TASK INSTRUCTIONS: Find the word "girl" in the listing. Copy out each line where it occurs.

DATA EXTRACTS:

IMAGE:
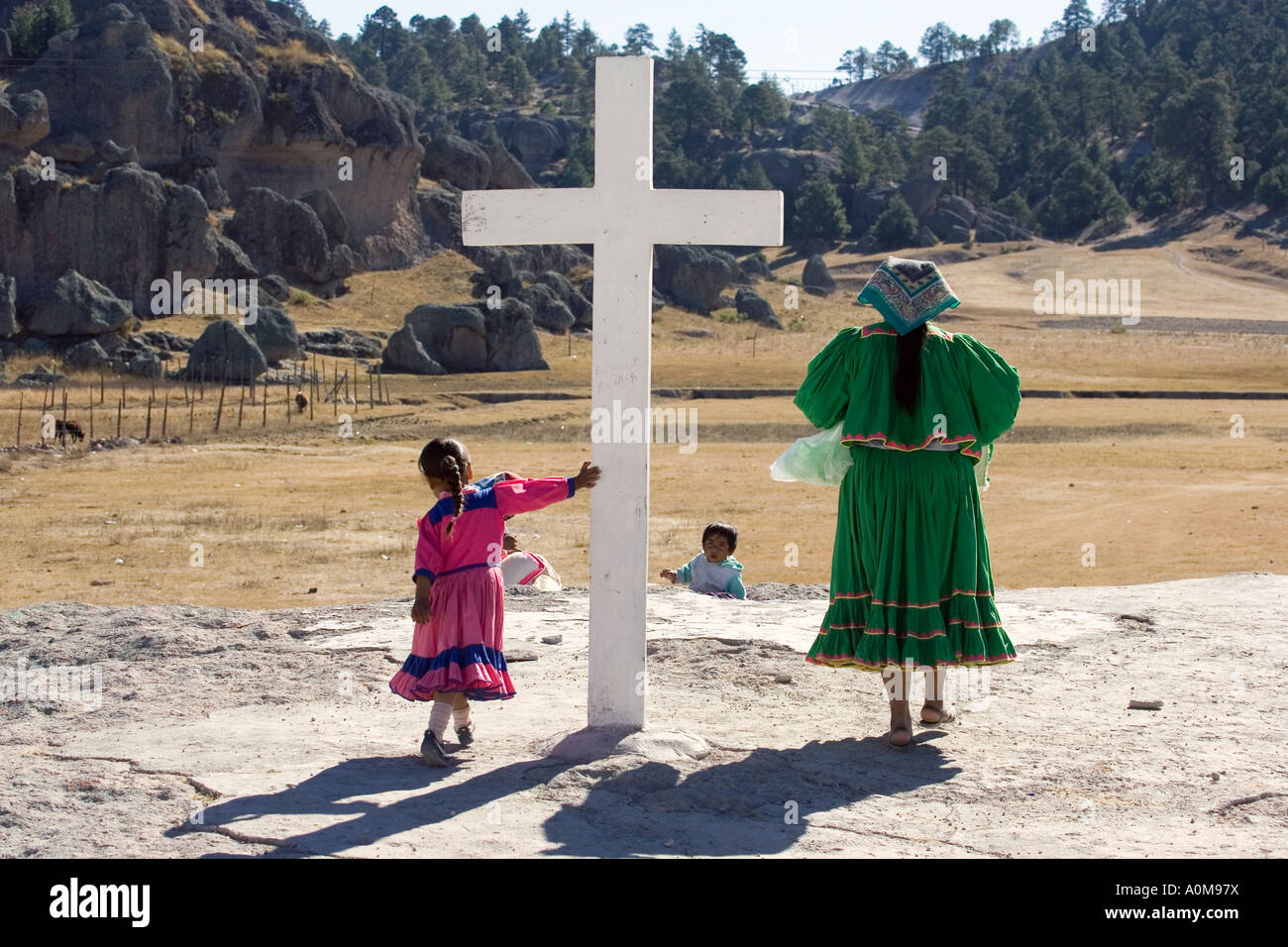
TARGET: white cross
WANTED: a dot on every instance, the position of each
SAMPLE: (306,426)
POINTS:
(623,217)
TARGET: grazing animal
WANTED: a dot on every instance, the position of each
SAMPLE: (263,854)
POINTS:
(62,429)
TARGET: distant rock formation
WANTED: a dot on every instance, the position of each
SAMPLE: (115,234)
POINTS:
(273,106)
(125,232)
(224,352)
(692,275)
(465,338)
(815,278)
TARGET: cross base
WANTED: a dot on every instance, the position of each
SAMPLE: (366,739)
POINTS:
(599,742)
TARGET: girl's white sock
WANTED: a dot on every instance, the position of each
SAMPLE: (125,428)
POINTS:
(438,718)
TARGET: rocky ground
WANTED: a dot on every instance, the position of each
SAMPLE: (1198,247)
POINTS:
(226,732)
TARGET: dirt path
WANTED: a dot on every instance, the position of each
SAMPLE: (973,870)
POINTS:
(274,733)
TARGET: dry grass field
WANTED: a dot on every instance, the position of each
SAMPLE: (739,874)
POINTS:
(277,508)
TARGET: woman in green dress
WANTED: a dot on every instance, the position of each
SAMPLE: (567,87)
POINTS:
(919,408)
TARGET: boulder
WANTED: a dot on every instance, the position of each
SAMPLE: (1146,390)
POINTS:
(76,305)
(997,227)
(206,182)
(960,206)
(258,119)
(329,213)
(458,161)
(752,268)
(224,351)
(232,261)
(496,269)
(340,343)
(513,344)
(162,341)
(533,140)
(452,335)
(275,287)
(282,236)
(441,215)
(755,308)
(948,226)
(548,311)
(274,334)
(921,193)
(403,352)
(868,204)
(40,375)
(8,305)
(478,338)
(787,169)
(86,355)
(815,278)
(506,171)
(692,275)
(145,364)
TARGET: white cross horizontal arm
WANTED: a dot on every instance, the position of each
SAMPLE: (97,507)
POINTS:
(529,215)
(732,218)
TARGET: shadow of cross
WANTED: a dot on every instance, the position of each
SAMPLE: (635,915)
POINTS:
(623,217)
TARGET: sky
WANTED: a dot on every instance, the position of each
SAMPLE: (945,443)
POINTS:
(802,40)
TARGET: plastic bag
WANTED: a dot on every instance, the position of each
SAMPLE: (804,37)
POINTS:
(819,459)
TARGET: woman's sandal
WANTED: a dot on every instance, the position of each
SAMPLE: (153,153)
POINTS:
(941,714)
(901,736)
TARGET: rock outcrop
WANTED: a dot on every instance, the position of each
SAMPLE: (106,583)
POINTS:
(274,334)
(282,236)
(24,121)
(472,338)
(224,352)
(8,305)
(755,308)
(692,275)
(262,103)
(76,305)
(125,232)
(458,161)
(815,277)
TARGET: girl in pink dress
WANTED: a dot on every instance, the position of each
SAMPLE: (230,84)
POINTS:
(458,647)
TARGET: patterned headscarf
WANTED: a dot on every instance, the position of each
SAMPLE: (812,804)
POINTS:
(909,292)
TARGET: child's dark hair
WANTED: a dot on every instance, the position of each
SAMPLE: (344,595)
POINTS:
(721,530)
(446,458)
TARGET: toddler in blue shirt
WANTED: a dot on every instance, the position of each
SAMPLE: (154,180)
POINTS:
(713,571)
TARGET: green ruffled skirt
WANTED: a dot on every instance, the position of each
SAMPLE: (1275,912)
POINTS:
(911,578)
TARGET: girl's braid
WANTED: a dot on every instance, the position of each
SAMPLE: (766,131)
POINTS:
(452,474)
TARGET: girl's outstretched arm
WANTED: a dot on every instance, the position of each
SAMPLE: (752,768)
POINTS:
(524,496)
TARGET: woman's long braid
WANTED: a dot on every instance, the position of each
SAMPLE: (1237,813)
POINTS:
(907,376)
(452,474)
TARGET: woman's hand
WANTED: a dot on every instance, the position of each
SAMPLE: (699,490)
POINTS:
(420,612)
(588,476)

ANSWER SECTION:
TARGET: girl's white sock
TARGET: girl in pink dress
TARGET: girl's braid
TARGET: girl's outstretched arm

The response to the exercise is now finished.